#### Source passage
## Exploring The Source Directory

In [0]:
use catalog hive_metastore;

In [0]:
%python
files = dbutils.fs.ls(f"dbfs:/mnt/demo-datasets/bookstore/orders-raw")
display(files)

## Auto Loader

In [0]:
%fs ls "dbfs:/mnt/demo/orders_checkpoint"

In [0]:
%python
(spark.readStream
              .format("cloudFiles")
              .option("cloudFiles.format","parquet")
              .option("cloudFiles.schemaLocation", "dbfs:/mnt/demo/orders_checkpoint")
              .load(f"dbfs:/mnt/demo-datasets/bookstore/orders-raw")
              .writeStream
              .option("checkpointLocation", "dbfs:/mnt/demo/orders_checkpoint")
              .table("orders_updates")
            )


In [0]:
SELECT * FROM orders_updates limit 3

In [0]:
SELECT count(*) FROM orders_updates

In [0]:
describe extended orders_updates

In [0]:
%fs ls "dbfs:/user/hive/warehouse/orders_updates"

## Landing New Files

In [0]:
%python
import re

dir_path = "dbfs:/mnt/demo-datasets/bookstore/orders-raw/"
source_file = "dbfs:/mnt/demo-datasets/bookstore/orders-raw/01.parquet"

# 1. 디렉토리 내 파일 목록 조회
files = dbutils.fs.ls(dir_path)

# 2. 숫자.parquet 패턴에서 숫자만 추출
numbers = []
pattern = re.compile(r"(\d+)\.parquet$")

for f in files:
    match = pattern.search(f.name)
    if match:
        numbers.append(int(match.group(1)))

# 3. 다음 파일 번호 계산
next_number = max(numbers) + 1 if numbers else 1
next_file_name = f"{next_number:02d}.parquet"

target_file = dir_path + next_file_name

# 4. 파일 복사
dbutils.fs.cp(source_file, target_file)
########
#### Material shown
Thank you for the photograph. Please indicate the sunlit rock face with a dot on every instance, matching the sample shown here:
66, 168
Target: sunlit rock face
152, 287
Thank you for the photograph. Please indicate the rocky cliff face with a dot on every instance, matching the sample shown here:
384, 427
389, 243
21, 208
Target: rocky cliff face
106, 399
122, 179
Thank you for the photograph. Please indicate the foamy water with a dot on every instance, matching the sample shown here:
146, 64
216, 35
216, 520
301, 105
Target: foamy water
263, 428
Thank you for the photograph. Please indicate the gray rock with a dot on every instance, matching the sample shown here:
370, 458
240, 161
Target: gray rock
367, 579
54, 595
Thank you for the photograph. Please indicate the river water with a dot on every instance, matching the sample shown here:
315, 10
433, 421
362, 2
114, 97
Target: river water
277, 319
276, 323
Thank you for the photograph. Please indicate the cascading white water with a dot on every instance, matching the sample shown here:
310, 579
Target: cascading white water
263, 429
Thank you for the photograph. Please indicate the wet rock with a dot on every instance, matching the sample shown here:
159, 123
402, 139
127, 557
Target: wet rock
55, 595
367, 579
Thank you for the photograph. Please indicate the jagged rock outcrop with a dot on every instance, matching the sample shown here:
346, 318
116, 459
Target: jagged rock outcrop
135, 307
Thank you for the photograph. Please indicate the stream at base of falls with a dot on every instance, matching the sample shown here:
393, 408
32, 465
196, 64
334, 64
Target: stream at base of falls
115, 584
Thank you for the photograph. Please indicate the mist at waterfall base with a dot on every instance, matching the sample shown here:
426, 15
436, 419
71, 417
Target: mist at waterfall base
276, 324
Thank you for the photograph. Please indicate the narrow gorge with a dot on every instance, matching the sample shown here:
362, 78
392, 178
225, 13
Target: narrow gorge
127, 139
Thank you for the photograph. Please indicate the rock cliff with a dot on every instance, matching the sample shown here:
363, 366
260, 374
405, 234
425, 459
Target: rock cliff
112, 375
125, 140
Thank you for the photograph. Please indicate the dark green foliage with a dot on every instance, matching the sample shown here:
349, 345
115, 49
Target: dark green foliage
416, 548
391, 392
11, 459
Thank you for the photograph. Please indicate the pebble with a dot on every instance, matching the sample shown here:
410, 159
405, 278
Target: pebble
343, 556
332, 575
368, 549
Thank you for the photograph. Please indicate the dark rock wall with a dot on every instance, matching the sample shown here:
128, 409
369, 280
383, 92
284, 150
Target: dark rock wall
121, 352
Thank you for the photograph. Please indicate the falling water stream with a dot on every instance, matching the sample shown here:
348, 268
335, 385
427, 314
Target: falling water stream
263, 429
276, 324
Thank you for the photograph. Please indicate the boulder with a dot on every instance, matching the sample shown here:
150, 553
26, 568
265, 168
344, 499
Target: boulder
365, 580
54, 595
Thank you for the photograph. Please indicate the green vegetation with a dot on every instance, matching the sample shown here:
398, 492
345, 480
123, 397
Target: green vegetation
########
## Tasks to carry out
[A] In the notebook, which table does the Auto Loader stream write its data to?
[B] Rewrite the notebook's code block that begins "import re" as a short list of the steps it carries out.
The records have nothing to do with the notebook.

## Exercise answers
[A] orders_updates

[B]
- Sets the folder to "dbfs:/mnt/demo-datasets/bookstore/orders-raw/" and the source file to "01.parquet" in that folder.
- Lists the files in the folder.
- Pulls the number out of each file name that matches the pattern number.parquet.
- Picks the next number (the highest plus one, or 1 if none are found) and formats it as a two-digit name ending in ".parquet".
- Copies the source file to that new name in the same folder.